INPUT MATERIAL
+++

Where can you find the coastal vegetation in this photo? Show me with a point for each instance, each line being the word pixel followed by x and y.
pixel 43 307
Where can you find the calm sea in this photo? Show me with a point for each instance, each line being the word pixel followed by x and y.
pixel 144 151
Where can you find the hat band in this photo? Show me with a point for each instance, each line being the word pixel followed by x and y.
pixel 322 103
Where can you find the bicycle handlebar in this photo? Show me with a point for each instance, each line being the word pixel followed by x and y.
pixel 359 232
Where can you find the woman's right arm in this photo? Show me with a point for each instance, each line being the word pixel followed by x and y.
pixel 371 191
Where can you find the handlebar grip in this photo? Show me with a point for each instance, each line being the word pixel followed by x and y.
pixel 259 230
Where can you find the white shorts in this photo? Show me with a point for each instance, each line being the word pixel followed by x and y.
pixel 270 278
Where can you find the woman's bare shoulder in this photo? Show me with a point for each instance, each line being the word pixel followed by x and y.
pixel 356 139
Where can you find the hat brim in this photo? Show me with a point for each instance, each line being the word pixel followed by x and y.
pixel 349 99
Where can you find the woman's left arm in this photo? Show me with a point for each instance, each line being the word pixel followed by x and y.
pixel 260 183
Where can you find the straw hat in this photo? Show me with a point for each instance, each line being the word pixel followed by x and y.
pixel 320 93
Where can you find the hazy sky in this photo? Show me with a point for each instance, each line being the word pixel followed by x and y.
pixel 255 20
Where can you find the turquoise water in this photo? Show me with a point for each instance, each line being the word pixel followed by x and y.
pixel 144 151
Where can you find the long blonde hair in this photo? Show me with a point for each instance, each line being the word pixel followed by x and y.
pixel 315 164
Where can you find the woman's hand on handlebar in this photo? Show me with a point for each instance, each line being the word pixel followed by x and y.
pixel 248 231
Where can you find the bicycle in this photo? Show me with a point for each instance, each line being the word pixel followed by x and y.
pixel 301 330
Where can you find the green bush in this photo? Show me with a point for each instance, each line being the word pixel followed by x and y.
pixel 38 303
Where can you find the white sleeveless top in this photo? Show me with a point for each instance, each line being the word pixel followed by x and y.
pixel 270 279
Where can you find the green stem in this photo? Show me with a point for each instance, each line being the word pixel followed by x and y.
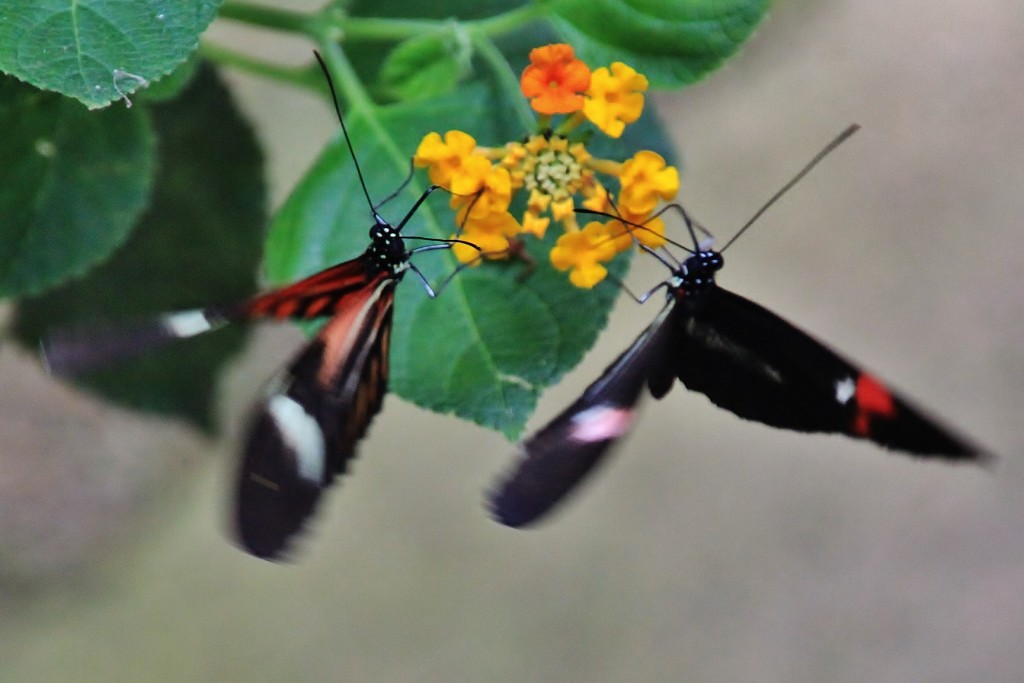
pixel 291 75
pixel 268 17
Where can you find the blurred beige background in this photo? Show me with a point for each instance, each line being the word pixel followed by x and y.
pixel 711 549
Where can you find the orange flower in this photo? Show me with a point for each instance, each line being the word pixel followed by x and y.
pixel 554 80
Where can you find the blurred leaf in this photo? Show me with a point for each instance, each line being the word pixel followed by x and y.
pixel 198 245
pixel 488 344
pixel 425 67
pixel 72 184
pixel 98 51
pixel 672 42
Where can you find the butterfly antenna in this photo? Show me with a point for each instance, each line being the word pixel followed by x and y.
pixel 839 139
pixel 344 129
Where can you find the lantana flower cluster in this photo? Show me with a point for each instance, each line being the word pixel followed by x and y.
pixel 554 172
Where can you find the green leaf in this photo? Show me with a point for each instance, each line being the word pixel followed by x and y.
pixel 426 67
pixel 672 42
pixel 73 183
pixel 488 344
pixel 198 245
pixel 98 51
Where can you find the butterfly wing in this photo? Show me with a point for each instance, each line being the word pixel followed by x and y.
pixel 751 361
pixel 558 457
pixel 305 432
pixel 76 350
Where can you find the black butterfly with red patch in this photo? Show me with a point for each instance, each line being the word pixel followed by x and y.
pixel 305 430
pixel 740 355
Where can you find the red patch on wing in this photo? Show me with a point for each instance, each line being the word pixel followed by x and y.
pixel 872 399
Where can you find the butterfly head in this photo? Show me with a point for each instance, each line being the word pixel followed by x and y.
pixel 387 249
pixel 697 272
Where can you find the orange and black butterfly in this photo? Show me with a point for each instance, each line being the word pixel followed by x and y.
pixel 306 429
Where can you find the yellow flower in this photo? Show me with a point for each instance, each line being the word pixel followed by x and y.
pixel 554 80
pixel 491 233
pixel 645 178
pixel 582 254
pixel 614 98
pixel 443 159
pixel 551 172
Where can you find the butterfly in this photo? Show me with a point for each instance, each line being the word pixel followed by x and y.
pixel 743 358
pixel 305 430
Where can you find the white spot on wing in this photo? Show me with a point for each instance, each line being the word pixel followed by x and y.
pixel 845 389
pixel 600 423
pixel 187 324
pixel 301 433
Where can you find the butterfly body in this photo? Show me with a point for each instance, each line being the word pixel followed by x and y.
pixel 743 358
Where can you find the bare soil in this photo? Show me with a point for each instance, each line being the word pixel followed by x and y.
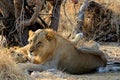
pixel 112 51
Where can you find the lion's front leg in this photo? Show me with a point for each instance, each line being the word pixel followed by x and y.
pixel 32 67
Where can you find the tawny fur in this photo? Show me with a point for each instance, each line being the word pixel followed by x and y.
pixel 54 51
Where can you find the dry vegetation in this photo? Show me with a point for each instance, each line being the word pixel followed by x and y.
pixel 8 68
pixel 10 71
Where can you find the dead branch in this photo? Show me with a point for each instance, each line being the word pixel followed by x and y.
pixel 55 14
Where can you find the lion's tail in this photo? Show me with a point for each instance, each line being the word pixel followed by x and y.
pixel 111 67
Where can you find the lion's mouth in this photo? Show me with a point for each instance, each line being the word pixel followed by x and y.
pixel 31 57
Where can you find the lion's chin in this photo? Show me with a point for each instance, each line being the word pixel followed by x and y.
pixel 31 57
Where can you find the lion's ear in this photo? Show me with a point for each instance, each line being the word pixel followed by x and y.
pixel 31 33
pixel 50 35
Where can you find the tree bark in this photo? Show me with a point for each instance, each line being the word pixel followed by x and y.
pixel 55 14
pixel 80 17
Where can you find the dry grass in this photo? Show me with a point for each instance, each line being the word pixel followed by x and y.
pixel 8 68
pixel 68 20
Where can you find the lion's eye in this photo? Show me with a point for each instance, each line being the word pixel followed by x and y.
pixel 30 41
pixel 39 42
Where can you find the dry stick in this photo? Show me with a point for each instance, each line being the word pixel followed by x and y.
pixel 56 14
pixel 64 5
pixel 80 17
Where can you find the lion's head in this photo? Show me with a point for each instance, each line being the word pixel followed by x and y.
pixel 41 45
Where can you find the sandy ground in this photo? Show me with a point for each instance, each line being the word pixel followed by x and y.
pixel 112 51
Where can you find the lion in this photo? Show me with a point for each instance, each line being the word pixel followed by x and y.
pixel 50 50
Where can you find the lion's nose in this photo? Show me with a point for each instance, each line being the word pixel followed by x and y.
pixel 31 50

+++

WHAT NEEDS TO BE DONE
Copy the material shown above in full and exactly. Skip the pictures.

COMPLETED EXERCISE
Where can you find the coastal vegetation in this photo? Show me with a point for each instance, each line being the word pixel followed by x and y.
pixel 43 307
Where can you find the calm sea in this photo? Show me with a point for each instance, each line being the word pixel followed by x and y.
pixel 144 151
Where can you find the hat band in this photo? Show me with a point for each instance, each line being the word pixel followed by x and y.
pixel 322 103
Where can you find the bicycle handlebar in this photo? Show me with a point for each instance, each line being the word pixel followed by x and y.
pixel 359 232
Where can you find the woman's right arm in this photo? Show me with a point for each instance, each line being the word pixel followed by x and y.
pixel 371 191
Where can you find the handlebar grip in this photo? Show me with a point for each instance, each line being the word pixel followed by x and y.
pixel 259 230
Where can you find the white shorts in this photo? Show me with a point for each instance, each line being the word pixel followed by x and y.
pixel 270 278
Where can you find the woman's bare shoulder in this photo? Show me with a point for each instance, each line being the word pixel followed by x and y.
pixel 356 139
Where can you find the hat brim in this photo? Show me with a point for each instance, each line being the word pixel followed by x and y.
pixel 349 99
Where can you find the woman's left arm in this photo? Show me with a point for each instance, each line being the word pixel followed by x and y.
pixel 260 183
Where can you find the straw hat in this photo? Show me with a point for each instance, each line being the word pixel followed by x and y.
pixel 320 93
Where can you find the hazy sky in this photo? Show me with a point for each instance, each line being the word pixel followed by x and y.
pixel 255 20
Where can you find the turquoise water in this photo? Show me with a point for each instance, each line being the word pixel followed by x and y.
pixel 144 151
Where can you find the long blonde hair in this photo? Show me with a point for each instance, each line being the word pixel followed by x and y.
pixel 315 164
Where can you find the woman's hand on handlebar in this photo? Show me with a point for each instance, each line being the word pixel followed by x and y.
pixel 248 231
Where can you find the bicycle in this photo? Show me with a point for each instance, each line being the word pixel followed by x and y.
pixel 301 330
Where can you find the green bush in this photo? Show me with a point for each instance, each line being the word pixel followed by x and y.
pixel 38 303
Where can you find the white sleeveless top in this photo? Show me with a point for each instance, each line being the word pixel followed by x and y.
pixel 270 279
Where can you find the green stem in this photo? Show me with a point for each instance, each line being the word pixel followed by x and y.
pixel 291 75
pixel 268 17
Where can you find the blurred beige background in this photo? Show me with a point for each instance, each line being the word pixel followed by x and y.
pixel 711 549
Where can you find the orange flower in this photo? Show me with a point for each instance, each line being the word pixel followed by x and y.
pixel 554 80
Where can you find the blurred leaf in this photo? Show me with a point for each instance, each line being the word pixel followed by x and y.
pixel 198 245
pixel 488 344
pixel 425 67
pixel 72 184
pixel 98 51
pixel 672 42
Where can you find the butterfly antenna in this photo? Show me with a point for each instance, each line being the word pixel followed by x and y.
pixel 839 139
pixel 344 129
Where can you find the lantana flower cluster in this photo? Show me with a point for each instance, each line being the word pixel followed by x and y.
pixel 554 172
Where can you find the green leaf in this photo? Show me with a point for each instance, each line being the word pixel followed by x and y.
pixel 426 67
pixel 672 42
pixel 73 183
pixel 488 344
pixel 198 245
pixel 98 51
Where can you find the butterfly wing in this photo? Show me with a point for each instance, each line being the word pixel followed by x and y.
pixel 751 361
pixel 558 457
pixel 305 432
pixel 76 350
Where can you find the black butterfly with red patch in this photo? Show me with a point for each instance, each line being the word pixel followed by x and y.
pixel 305 430
pixel 740 355
Where can you find the red patch on wing in this photo? Show me with a point for each instance, each line being the word pixel followed by x and y.
pixel 872 399
Where can you find the butterfly head in this photo? Show me with a point for each instance, each line being the word pixel followed by x and y.
pixel 387 249
pixel 697 272
Where can you find the orange and black butterfly in this photo? Show me with a point for each instance, each line being the word pixel followed by x and y.
pixel 306 429
Where can you find the yellow flower in this photo? Show me with a point for each instance, each line being the word pixel followed by x and y.
pixel 554 80
pixel 491 233
pixel 645 178
pixel 582 254
pixel 614 98
pixel 443 159
pixel 551 172
Where can you find the butterfly in this photo? Show me with a point for each instance, each line being the word pixel followed by x and y.
pixel 743 358
pixel 305 430
Where can you find the white spot on wing in this photo? Show me with a point for each instance, each line being the word pixel followed by x and y.
pixel 845 389
pixel 600 423
pixel 187 324
pixel 301 433
Where can you find the butterfly body in this photo? Show me with a point for each instance, each line being the word pixel followed by x and y.
pixel 743 358
Where can you find the bare soil in this photo? Show me with a point for each instance, each line being the word pixel followed by x and y.
pixel 112 51
Where can you find the lion's front leg in this photo? Show me with a point for each instance, each line being the word pixel followed by x and y.
pixel 32 67
Where can you find the tawny fur in this photo? Show me with a point for each instance, each line being the word pixel followed by x and y.
pixel 54 51
Where can you find the dry vegetation in this photo? Show me with a point for each instance, each line being the word pixel followed by x and y.
pixel 8 68
pixel 10 71
Where can you find the dead branch in this photo? Show me with a point for each instance, each line being the word pixel followed by x and y.
pixel 55 14
Where can you find the lion's tail in this photo? Show me with a point for each instance, each line being the word pixel followed by x and y.
pixel 111 67
Where can you find the lion's mouth in this photo? Show me with a point for each instance, each line being the word pixel followed by x and y.
pixel 31 57
Where can you find the lion's chin in this photo? Show me with a point for each instance, each line being the word pixel followed by x and y.
pixel 31 57
Where can you find the lion's ear in this photo? Show me with a point for each instance, each line being the word pixel followed by x and y.
pixel 31 33
pixel 50 35
Where can you find the tree bark in this photo? Show me with a point for each instance, each line being the word pixel followed by x and y.
pixel 55 14
pixel 80 17
Where can you find the dry grass in this photo? Show me with a point for each instance, each line being the word pixel followed by x and y.
pixel 8 68
pixel 68 20
Where can you find the lion's eye in this photo? Show me with a point for each instance, each line being the word pixel followed by x and y.
pixel 30 41
pixel 39 42
Where can you find the dry stick in this photo? Show me with a point for each instance, each line being the word pixel followed by x and y.
pixel 56 14
pixel 64 5
pixel 80 17
Where can you find the lion's head in this photo? Show me with a point for each instance, each line being the word pixel followed by x and y.
pixel 41 45
Where can you find the sandy ground in this photo? Show me with a point for each instance, each line being the word pixel followed by x and y.
pixel 112 51
Where can you find the lion in this photo? Show me with a point for each instance, each line being the word pixel followed by x and y.
pixel 50 50
Where can you find the lion's nose in this photo? Show me with a point for each instance, each line being the word pixel followed by x and y.
pixel 31 50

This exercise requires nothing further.